Every single entry needs to appear again exactly as given.

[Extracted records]
------------------------
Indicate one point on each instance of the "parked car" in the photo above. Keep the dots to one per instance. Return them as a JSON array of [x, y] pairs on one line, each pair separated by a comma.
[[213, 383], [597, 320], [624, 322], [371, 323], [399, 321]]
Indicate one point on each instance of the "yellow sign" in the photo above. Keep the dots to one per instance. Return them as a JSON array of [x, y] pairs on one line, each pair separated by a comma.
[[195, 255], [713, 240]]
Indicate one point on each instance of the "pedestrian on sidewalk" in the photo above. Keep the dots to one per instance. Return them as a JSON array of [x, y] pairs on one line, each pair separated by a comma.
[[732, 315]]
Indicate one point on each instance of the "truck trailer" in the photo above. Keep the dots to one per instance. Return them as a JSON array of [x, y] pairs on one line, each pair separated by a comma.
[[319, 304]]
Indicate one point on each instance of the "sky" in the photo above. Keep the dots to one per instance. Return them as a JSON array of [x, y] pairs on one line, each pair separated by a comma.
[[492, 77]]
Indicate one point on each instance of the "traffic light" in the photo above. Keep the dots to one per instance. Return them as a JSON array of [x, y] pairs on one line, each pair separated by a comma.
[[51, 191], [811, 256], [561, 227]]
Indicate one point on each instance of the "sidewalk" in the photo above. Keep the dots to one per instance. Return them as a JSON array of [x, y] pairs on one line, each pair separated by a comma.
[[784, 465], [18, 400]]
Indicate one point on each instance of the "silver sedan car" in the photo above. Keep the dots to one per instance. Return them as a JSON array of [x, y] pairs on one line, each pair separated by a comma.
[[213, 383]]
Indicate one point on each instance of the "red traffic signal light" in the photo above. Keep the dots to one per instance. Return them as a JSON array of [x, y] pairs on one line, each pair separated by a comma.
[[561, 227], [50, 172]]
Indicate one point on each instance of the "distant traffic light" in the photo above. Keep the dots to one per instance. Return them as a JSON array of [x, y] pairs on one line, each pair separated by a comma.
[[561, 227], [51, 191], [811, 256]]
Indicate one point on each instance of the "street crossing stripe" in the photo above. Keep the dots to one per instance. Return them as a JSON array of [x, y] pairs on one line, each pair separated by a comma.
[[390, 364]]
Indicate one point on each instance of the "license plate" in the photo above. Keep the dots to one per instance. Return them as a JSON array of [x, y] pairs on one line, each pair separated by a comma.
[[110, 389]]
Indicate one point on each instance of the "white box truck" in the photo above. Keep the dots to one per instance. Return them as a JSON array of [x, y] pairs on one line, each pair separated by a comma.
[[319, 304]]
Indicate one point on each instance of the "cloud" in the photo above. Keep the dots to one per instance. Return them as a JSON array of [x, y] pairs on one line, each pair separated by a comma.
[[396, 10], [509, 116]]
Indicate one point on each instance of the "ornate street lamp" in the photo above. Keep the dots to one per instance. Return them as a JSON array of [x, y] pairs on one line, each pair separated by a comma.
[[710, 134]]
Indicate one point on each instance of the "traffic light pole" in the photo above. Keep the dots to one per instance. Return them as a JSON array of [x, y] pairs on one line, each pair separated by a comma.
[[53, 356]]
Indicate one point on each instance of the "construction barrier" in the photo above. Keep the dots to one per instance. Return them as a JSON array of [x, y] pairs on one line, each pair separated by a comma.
------------------------
| Written response |
Indicate one point on each instance of the "parked car" in the photo above. Keep the dots to one per instance. Return them as a JSON array of [x, y] pairs on one line, each pair separated by a comma.
[[213, 383], [597, 320], [624, 322], [371, 323], [399, 321]]
Indicate one point on each instance of the "yellow sign" in the photo above. Keep the dots to one per instance. Return them as a JSON array of [x, y] pairs on one line, each pair separated by a comma.
[[195, 255], [713, 240]]
Indicate one point on each instance of the "pedestrian on sidewalk" in the photo above. Keep the dots to one per instance. Return them as a JSON array of [x, y] pairs on one line, each pair separated by a comma.
[[732, 315]]
Indicate one point on each instance of the "truck trailer" in the photo above. Keep the dots to one per instance. Return them as a JSON array of [x, y] pairs on one line, each pair separated by a comma.
[[319, 304]]
Indicate one point on each instance of the "sky" in the photo above. Keep the dots to one per instance. Return them as a JSON array of [x, y] pairs on one line, each pair separated by a comma.
[[492, 77]]
Indicate one point on each instance of the "traffic light" in the photo above. Keep the dots to one per instance. Return them as a JSON array of [x, y] pairs on one line, each pair separated by a comma.
[[51, 191], [811, 256], [561, 227]]
Indicate one point on each instance of the "sidewalk" in the photo above. Keep the dots to one per instance. Return them as a JSON array of [x, y] pairs on one line, each pair separated by a comma.
[[784, 465], [18, 400]]
Indicate one point on each instance of the "silver sedan car" in the photo above. Keep the dots to one per instance. Return them as a JSON array of [x, y] pairs on one line, each pair separated by a comma.
[[213, 383]]
Indicate one point on each instance of the "red traffic signal light" in the photo above. Keep the dots to one per instance. Return them as a JSON array of [x, y] pairs on one line, each pair separated by a comma.
[[561, 227], [50, 172]]
Indicate one point on each instance of the "distant traffic light" in the photo above. Keep the dots to one per instance. Return them as a JSON array of [x, y] pairs on one line, each pair separated by a comma.
[[561, 227], [51, 191], [811, 256]]
Indicate one point on each instance of the "street crossing stripe" in the photo above. Keep the dots to one per instance. Return them as a JSON array of [x, y] pairs on one line, each pair separated by a comma.
[[390, 364]]
Indicate one point on each instance of the "license plate" in the photo above. Keep the dots to one per instance. Return them as a JSON array of [x, y] pairs on one line, each pair separated by a comma.
[[110, 389]]
Indicate one point on each instance of the "white box truck" in the photo above. Keep the dots to one per instance. Return them as a JSON array of [x, y] pairs on one line, each pair separated by a comma.
[[319, 304]]
Indicate one point on each instance of the "cloud" in the photo above. Keep the dots to one per instance. Return them as a JSON array of [x, y] pairs on one line, each pair separated by a comma.
[[396, 10], [509, 116]]
Indicate one point on each instance of the "ornate street lamp" in the photo above. Keep the dots to one per instance. Return them as a JSON array of [x, y] pairs on one line, each pair separated by a comma.
[[710, 134]]
Indicate one point on each instance of the "traffic light pole" in the photo above. Keep the dots to one per instance. Return them as a JSON array of [x, y] pairs on one line, each pair separated by a comma.
[[53, 356]]
Indicate one point on each instance of the "construction barrier" in the photo above. Keep the dots to one per instance. Return them as a JSON array of [x, y] pairs on one line, each pair separated by a comma.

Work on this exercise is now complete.